_SHORT EXERCISE 1_.
Answer these questions using the XFS patch discussion that follows, with each answer on its own line and marked (a), (b), (c):
(a) What minimum inode size do v5 filesystems use?
(b) What wall time does the patched version record for the ls -R workload?
(c) In which kernel version was lazy-count support introduced?

_SOURCE PASSAGE_.
[PATCH 5/5] xfs: increase inode cluster size for v5 filesystems
Eric Sandeen
sandeen at sandeen.net
Fri Nov 8 12:21:20 CST 2013
On 10/31/13, 11:27 PM, Dave Chinner wrote:
> From: Dave Chinner <dchinner at redhat.com>
>
> v5 filesystems use 512 byte inodes as a minimum, so read inodes in
I think you meant :
"..., so today we read inodes in clusters that are..."
^^^^^^^^
- changes the meaning quite a bit. :)
> clusters that are effectively half the size of a v4 filesystem with
> 256 byte inodes. For v5 fielsystems, scale the inode cluster size
> with the size of the inode so that we keep a constant 32 inodes per
> cluster ratio for all inode IO.
>
> This only works if mkfs.xfs sets the inode alignment appropriately
> for larger inode clusters, so this functionality is made conditional
> on mkfs doing the right thing. xfs_repair needs to know about
> the inode alignment changes, too.
>
> Wall time:
> create bulkstat find+stat ls -R unlink
> v4 237s 161s 173s 201s 299s
> v5 235s 163s 205s 31s 356s
> patched 234s 160s 182s 29s 317s
>
> System time:
> create bulkstat find+stat ls -R unlink
> v4 2601s 2490s 1653s 1656s 2960s
> v5 2637s 2497s 1681s 20s 3216s
> patched 2613s 2451s 1658s 20s 3007s
>
> So, wall time same or down across the board, system time same or
> down across the board, and cache hit rates all improve except for
> the ls -R case which is a pure cold cache directory read workload
> on v5 filesystems...
>
> So, this patch removes most of the performance and CPU usage
> differential between v4 and v5 filesystems on traversal related
> workloads.
We already have some issues w/ larger inode clusters & freespace
fragmentation resulting in the inability to create new clusters,
right?
How might this impact that problem? I understand that it may be
a tradeoff.
> Note: while this patch is currently for v5 filesystems only, there
> is no reason it can't be ported back to v4 filesystems. This hasn't
> been done here because bringing the code back to v4 requires
> forwards and backwards kernel compatibility testing. i.e. to
> deterine if older kernels(*) do the right thing with larger inode
> alignments but still only using 8k inode cluster sizes. None of this
> testing and validation on v4 filesystems has been done, so for the
> moment larger inode clusters is limited to v5 superblocks.
Thanks for that explanation.
> (*) a current default config v4 filesystem should mount just fine on
> 2.6.23 (when lazy-count support was introduced), and so if we change
> the alignment emitted by mkfs without a feature bit then we have to
> make sure it works properly on all kernels since 2.6.23. And if we
> allow it to be changed when the lazy-count bit is not set, then it's
> all kernels since v2 logs were introduced that need to be tested for
> compatibility...

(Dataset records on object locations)
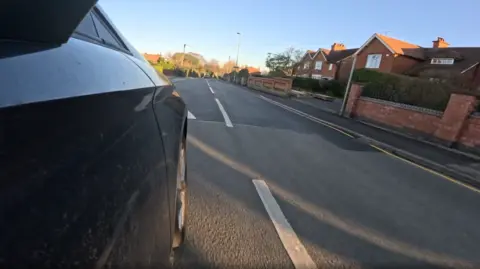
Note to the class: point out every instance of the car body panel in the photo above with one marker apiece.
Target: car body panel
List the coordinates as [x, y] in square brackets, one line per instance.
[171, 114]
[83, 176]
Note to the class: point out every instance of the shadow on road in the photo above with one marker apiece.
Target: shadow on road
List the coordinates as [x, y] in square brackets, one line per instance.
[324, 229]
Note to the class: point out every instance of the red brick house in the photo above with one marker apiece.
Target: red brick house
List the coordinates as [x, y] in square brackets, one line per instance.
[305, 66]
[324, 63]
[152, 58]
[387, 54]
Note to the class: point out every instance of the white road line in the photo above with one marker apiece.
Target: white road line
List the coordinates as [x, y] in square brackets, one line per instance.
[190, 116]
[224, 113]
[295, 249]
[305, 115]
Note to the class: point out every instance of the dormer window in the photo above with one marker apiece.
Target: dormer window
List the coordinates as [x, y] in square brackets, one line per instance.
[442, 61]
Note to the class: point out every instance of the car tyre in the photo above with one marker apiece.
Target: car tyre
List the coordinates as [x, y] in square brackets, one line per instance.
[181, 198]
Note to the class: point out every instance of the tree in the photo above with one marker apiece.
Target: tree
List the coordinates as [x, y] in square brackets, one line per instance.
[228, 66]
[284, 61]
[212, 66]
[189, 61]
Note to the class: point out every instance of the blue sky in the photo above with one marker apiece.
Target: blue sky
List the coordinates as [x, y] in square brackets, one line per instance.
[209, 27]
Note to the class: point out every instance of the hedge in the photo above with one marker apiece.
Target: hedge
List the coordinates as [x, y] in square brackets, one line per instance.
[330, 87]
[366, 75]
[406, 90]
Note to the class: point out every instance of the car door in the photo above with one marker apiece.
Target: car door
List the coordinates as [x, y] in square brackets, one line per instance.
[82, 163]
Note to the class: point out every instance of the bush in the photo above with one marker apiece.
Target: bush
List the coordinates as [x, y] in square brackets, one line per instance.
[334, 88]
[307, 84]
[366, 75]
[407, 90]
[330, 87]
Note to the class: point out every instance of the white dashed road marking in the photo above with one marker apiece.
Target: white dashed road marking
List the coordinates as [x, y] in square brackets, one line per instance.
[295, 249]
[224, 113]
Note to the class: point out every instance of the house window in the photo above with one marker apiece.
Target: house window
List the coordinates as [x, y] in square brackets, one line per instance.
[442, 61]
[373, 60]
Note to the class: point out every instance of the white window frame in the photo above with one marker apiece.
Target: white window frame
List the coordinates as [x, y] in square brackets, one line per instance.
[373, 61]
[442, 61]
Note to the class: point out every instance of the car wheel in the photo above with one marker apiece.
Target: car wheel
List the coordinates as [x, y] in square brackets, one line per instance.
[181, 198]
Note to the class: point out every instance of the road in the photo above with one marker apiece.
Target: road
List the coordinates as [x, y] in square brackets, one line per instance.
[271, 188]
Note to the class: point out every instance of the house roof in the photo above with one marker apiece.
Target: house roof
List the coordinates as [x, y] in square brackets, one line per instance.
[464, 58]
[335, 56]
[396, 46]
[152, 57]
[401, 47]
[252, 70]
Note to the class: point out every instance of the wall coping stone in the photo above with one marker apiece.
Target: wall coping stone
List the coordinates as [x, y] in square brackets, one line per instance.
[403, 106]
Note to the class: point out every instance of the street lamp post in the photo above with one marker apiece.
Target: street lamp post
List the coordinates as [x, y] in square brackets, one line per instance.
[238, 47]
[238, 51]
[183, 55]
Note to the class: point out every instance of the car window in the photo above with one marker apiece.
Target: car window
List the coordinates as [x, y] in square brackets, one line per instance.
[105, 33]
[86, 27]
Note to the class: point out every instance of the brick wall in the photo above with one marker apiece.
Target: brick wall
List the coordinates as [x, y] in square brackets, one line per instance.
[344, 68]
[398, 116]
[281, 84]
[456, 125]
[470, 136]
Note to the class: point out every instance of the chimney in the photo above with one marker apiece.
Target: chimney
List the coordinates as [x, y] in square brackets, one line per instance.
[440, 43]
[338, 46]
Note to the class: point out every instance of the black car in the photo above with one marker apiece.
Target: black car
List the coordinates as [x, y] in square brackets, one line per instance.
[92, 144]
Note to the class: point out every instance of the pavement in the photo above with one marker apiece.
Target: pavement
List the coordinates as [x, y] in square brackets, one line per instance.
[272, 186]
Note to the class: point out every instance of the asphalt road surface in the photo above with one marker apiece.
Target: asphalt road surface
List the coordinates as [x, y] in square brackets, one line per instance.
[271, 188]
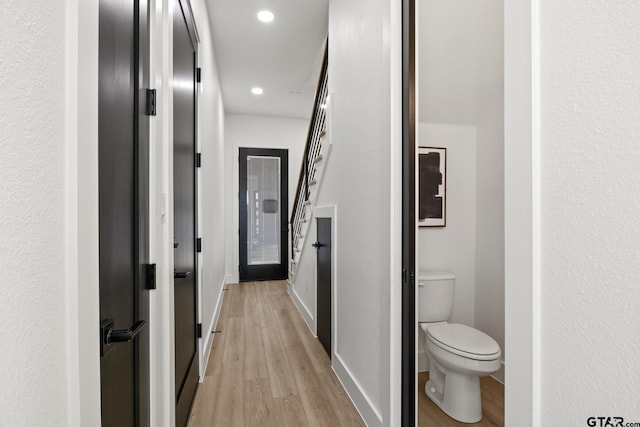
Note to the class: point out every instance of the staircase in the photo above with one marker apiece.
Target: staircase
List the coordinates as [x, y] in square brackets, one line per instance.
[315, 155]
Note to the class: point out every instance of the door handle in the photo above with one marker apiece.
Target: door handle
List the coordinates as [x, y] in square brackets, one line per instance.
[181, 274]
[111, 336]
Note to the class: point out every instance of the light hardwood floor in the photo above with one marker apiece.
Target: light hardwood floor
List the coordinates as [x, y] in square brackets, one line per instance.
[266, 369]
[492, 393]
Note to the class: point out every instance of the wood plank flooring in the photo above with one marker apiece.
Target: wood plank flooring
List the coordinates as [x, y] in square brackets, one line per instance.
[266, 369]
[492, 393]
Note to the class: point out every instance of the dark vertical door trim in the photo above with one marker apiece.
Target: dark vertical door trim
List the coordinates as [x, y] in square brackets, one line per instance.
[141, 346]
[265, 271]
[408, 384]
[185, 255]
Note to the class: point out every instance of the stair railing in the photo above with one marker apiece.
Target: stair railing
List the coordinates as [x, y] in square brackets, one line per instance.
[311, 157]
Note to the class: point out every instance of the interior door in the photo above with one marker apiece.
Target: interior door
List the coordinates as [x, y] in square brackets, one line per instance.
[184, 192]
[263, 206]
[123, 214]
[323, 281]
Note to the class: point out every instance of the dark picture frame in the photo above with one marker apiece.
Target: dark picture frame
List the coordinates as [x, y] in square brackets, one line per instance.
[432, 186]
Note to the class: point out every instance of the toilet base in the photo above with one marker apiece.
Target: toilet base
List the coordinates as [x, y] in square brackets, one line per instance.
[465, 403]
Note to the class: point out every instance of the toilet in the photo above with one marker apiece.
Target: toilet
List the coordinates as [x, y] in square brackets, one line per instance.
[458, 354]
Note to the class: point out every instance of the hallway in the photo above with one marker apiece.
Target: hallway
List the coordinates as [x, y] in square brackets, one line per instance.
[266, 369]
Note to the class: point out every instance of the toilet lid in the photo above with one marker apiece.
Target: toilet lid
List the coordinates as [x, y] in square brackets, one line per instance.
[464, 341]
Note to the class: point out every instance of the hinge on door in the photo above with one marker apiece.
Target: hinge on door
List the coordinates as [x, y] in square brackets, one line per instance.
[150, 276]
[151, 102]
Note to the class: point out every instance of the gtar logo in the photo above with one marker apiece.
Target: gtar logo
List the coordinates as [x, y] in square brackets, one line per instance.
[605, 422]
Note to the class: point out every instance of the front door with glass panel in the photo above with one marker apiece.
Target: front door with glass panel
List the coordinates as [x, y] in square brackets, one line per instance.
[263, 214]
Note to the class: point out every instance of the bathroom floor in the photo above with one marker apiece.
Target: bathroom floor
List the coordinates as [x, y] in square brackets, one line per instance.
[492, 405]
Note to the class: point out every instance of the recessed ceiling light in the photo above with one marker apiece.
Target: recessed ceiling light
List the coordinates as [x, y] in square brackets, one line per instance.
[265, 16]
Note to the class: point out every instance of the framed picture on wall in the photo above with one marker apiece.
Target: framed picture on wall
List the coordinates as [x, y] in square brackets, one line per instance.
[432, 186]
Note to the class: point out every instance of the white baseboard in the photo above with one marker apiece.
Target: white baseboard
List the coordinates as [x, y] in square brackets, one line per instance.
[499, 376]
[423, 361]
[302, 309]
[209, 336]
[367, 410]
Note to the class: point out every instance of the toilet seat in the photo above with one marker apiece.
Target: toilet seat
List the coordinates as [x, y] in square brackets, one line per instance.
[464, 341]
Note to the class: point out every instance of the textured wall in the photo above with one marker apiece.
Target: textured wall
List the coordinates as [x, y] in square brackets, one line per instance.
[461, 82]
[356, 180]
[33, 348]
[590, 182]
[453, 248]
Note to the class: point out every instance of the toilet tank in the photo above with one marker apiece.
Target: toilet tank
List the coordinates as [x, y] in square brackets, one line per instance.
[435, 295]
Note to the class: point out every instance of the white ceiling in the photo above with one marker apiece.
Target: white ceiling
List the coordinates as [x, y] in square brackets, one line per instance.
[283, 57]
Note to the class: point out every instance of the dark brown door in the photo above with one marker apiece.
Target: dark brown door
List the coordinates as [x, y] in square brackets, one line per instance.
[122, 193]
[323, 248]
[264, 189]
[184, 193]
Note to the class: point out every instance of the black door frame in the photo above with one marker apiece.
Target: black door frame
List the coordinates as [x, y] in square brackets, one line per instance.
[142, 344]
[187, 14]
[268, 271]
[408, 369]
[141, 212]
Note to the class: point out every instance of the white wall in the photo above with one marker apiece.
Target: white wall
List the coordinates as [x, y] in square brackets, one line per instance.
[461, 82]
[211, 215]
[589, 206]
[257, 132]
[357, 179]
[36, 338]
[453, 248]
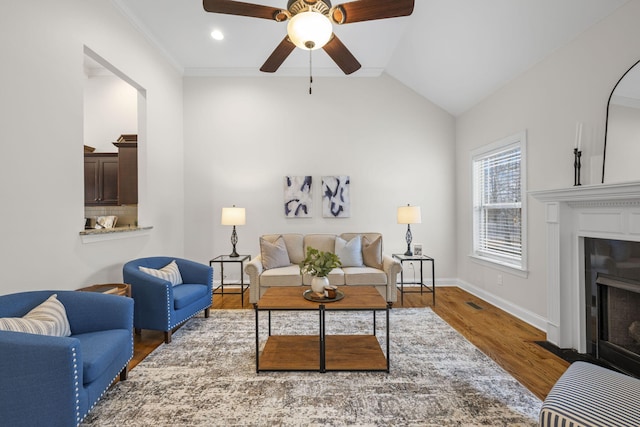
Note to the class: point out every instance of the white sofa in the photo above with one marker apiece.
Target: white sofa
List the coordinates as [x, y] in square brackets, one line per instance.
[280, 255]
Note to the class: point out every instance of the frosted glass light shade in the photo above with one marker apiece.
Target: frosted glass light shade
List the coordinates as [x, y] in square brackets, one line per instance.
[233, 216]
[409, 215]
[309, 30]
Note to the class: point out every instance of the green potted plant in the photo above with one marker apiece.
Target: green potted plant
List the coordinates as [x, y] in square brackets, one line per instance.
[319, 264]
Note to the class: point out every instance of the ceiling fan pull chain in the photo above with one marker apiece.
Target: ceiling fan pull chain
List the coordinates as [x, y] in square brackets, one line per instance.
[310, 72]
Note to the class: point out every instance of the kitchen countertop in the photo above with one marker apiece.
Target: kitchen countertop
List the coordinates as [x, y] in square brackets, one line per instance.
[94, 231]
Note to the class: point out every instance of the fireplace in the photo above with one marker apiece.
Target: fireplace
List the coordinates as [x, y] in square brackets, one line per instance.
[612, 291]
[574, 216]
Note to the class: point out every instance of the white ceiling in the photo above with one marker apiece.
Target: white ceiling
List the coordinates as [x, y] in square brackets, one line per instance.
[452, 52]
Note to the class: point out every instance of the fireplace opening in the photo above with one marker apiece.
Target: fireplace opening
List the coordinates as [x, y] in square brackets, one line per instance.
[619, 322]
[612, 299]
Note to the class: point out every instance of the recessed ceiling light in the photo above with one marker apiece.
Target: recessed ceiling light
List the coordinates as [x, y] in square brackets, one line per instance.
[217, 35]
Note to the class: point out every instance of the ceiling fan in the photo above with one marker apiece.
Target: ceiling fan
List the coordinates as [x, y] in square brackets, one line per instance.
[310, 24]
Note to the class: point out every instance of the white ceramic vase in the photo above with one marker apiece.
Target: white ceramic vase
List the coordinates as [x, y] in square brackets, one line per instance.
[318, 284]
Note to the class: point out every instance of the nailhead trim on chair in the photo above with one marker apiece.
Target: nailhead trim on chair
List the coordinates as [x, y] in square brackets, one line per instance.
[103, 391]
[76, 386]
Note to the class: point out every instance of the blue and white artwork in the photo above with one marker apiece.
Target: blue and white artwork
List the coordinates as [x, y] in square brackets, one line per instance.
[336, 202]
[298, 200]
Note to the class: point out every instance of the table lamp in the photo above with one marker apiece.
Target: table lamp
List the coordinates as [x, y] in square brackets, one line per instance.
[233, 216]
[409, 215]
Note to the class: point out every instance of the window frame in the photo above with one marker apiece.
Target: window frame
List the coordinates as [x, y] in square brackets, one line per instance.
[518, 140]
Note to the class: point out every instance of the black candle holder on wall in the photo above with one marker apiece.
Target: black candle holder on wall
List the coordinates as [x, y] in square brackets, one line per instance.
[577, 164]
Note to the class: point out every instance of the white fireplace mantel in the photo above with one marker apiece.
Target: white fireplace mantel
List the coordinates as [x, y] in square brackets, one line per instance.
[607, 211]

_SHORT EXERCISE 2_. Collect every line in the listing above that contains the word "chain", copying each line in full.

_FULL SOLUTION 1_.
(a) 512 bytes
(b) 29s
(c) 2.6.23

_FULL SOLUTION 2_.
Note to the class: point out every instance of the ceiling fan pull chain in the photo above with one marker apiece.
Target: ceiling fan pull chain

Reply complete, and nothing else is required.